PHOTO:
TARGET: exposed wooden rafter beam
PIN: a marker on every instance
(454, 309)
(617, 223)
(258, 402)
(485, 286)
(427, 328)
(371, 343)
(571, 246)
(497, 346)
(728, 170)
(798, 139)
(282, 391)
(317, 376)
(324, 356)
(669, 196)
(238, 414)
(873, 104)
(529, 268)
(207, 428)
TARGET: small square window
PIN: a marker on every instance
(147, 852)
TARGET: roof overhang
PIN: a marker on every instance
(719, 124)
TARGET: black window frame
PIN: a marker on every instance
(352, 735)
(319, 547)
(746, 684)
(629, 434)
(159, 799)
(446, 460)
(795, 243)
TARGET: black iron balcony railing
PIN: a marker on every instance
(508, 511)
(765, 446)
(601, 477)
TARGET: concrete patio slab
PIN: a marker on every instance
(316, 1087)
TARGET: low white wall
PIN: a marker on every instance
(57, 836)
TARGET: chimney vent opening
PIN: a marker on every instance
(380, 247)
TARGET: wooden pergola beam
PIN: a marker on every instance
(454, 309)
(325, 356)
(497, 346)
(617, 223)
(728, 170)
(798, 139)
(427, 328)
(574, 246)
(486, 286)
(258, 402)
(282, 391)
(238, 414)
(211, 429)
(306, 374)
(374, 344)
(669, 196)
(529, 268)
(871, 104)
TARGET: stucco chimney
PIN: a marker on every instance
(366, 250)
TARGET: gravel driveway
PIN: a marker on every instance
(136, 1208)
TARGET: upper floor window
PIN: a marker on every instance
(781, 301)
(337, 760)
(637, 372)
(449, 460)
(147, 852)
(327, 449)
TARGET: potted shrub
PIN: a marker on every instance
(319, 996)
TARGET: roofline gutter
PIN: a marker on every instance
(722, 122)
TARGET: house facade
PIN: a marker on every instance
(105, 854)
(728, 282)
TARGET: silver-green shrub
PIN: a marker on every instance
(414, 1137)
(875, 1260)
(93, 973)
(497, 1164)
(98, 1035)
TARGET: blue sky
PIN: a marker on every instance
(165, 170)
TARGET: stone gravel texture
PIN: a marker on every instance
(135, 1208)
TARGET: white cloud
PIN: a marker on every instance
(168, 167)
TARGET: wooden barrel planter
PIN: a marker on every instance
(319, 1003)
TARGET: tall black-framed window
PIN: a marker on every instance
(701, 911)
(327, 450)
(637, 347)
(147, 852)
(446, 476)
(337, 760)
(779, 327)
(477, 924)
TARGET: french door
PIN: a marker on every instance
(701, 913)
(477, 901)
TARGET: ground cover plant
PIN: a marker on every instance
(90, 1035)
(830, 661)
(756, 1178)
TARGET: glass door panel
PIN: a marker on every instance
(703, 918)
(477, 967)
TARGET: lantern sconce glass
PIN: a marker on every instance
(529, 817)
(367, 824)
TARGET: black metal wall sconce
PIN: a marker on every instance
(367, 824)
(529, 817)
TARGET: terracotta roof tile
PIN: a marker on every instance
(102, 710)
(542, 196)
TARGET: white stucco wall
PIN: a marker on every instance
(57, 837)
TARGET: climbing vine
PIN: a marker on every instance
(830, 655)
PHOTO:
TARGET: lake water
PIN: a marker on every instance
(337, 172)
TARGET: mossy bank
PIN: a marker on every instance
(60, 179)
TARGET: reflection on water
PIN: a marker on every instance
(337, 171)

# # # #

--- WHAT THIS TASK INVOLVES ---
Reproduce the material above line for line, with no changes.

--- SOLVED EXERCISE ---
PHOTO:
TARGET: exposed wooden rafter beam
PIN: a marker on every instance
(454, 309)
(617, 223)
(258, 402)
(485, 286)
(427, 328)
(371, 343)
(571, 246)
(497, 346)
(728, 170)
(798, 139)
(282, 391)
(317, 376)
(324, 356)
(669, 196)
(238, 414)
(873, 104)
(529, 268)
(207, 428)
TARGET: small square window
PIN: a marker on every instance
(147, 852)
TARGET: roof overhang
PIN: a marker on every instance
(719, 124)
TARGET: black window frame
PIN: a marker on every instance
(352, 735)
(319, 547)
(746, 684)
(629, 434)
(159, 799)
(446, 460)
(795, 243)
TARGET: black iron balcony railing
PIN: a marker on every instance
(508, 511)
(765, 446)
(601, 477)
TARGET: concrete patio slab
PIN: a marker on every instance
(316, 1087)
TARGET: low white wall
PIN: a marker on every instance
(57, 836)
TARGET: chimney vent opening
PIN: a marker on every instance
(380, 247)
TARGET: wooden pergola beam
PIN: a marker on every instance
(454, 309)
(325, 356)
(497, 346)
(617, 223)
(728, 170)
(798, 139)
(427, 328)
(574, 246)
(486, 286)
(258, 402)
(282, 391)
(238, 414)
(211, 429)
(306, 374)
(374, 344)
(669, 196)
(529, 268)
(871, 104)
TARGET: stucco chimney
PIN: a marker on every instance
(366, 250)
TARGET: gravel driveway
PIN: a marker on every instance
(136, 1208)
TARGET: upper floor window
PIN: a marker on every instance
(781, 301)
(337, 760)
(637, 372)
(449, 460)
(147, 852)
(327, 449)
TARGET: potted shrub
PIN: a marker on every instance
(319, 996)
TARGET: roofline gutter
PIN: a marker on every instance
(722, 122)
TARGET: house facade
PIN: a marker on every instance
(105, 854)
(728, 282)
TARGET: silver-green shrub
PIN: a marker on every instance
(414, 1137)
(875, 1260)
(93, 973)
(497, 1164)
(98, 1035)
TARGET: blue sky
PIN: a marker on every instance
(165, 170)
TARGET: stone gravel texture
PIN: a marker on every instance
(135, 1208)
TARGET: white cloud
PIN: a marker on every instance
(168, 167)
TARGET: wooden barrel planter
PIN: a marker on every instance
(319, 1003)
TARGET: tall black-framed window
PIN: a marker on every instance
(701, 911)
(327, 450)
(637, 347)
(147, 852)
(446, 476)
(337, 760)
(779, 327)
(477, 924)
TARGET: french door
PIN: a marker on every instance
(701, 913)
(477, 901)
TARGET: ground cover plant
PIN: a marker on every instance
(90, 1035)
(830, 661)
(756, 1178)
TARGET: glass door panel
PIN: a marker on every instance
(703, 918)
(477, 967)
TARGET: lantern sconce glass
PIN: a marker on every instance
(529, 817)
(367, 824)
TARGET: black metal wall sconce
PIN: a marker on every instance
(367, 824)
(529, 817)
TARGET: terracotta roof tile
PIN: a marker on every instance
(102, 710)
(542, 196)
TARGET: white stucco wall
PIN: a marker on every instance
(57, 837)
TARGET: climbing vine
PIN: a marker on every instance
(830, 655)
PHOTO:
TARGET: lake water
PIN: a marker on every instance
(337, 172)
TARGET: mossy bank
PIN: a marker on every instance
(60, 179)
TARGET: reflection on water
PIN: a marker on every instance
(337, 171)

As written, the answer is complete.